* Reading passage *
══════
1. Note the current MAC address and which NIC/vNIC is used for boot
2. If possible, have console/IPMI access during the first reboot after the change — in case PXE fails and you need to intervene
3. If the node is part of a running cluster, consider putting it in maintenance / draining VMs first so you can take your time troubleshooting if needed
4. For every-boot PXE nodes: verify after the change that the node successfully PXE-boots once before declaring the change complete

#### If the node fails to boot after a NIC change

Start by verifying the basics:

- Check console output for PXE error codes
- Verify the new NIC/vNIC is on the correct VLAN (native VLAN on the vNIC, or access VLAN on the switch)
- If using a managed boot policy, verify it still references a valid vNIC

If the hardware side looks correct but the cluster still references the old MAC, you have two ways to update VergeOS's view of the node:

**Option 1 — Refresh Drives and NICs (node is running / bootable):**
On the node's dashboard in the provider UI, run the **Refresh → Drives and NICs** action. The cluster re-detects the current hardware and picks up the new MAC automatically.
══════
* Material *

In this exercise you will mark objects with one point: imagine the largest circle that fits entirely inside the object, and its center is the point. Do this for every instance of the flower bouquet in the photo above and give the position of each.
══════
* What to work on *
Please continue the VergeOS guide on NIC changes and PXE boot above, picking up right after the paragraph on Option 1.

* Answer to the task *
**Option 2 — Manually edit the NIC's MAC (node is down, same NIC slot, new MAC):**
Useful when the NIC hardware / slot hasn't changed but the MAC did — for example, a vNIC rebuild or service profile change on a managed platform. With the node offline:

- Navigate to the node's dashboard → NICs
- Edit the NIC entry corresponding to the PXE network
- Update the stored MAC to match the new one
- **Reboot the PXE network** (power-cycle the External vNet) so dnsmasq picks up the new MAC-to-config mapping
- The node should boot correctly on the next attempt

If neither option resolves it, contact support.

---

## Troubleshooting

### Common things to verify

Work through this list first when PXE isn't behaving. Most failures trace back to one of these:

- **Did the node get a DHCP lease?** Watch the boot console — it should show "DHCP..." followed by an IP. If no IP, the DHCP phase itself is failing.
- **Is the IP in the expected subnet?** If the node gets a lease but the IP isn't from the pool you configured on the Verge External vNet, a different DHCP server answered. A rogue/corporate DHCP on the same L2 will usually win the race.
- **No competing DHCP server on the segment?** This is the #1 cause of silent PXE failures. Verge's dnsmasq must be the only DHCP on the VLAN.
- **PXE option set to *ybos*** on the External vNet? Without this, Verge answers DHCP but doesn't hand out the PXE boot filename.
- **DHCP enabled on the vNet** (not just configured)? The checkbox must be checked and the network powered on.
- **Gateway on the DHCP scope is sensible?** Blank or the vNet's own router IP is fine; an upstream/off-segment gateway will make PXE clients try to route off-network.
- **Native VLAN match?** The switch port (or vNIC) carrying the node's PXE NIC must have the Verge PXE VLAN as its native/access VLAN. PXE broadcasts are untagged.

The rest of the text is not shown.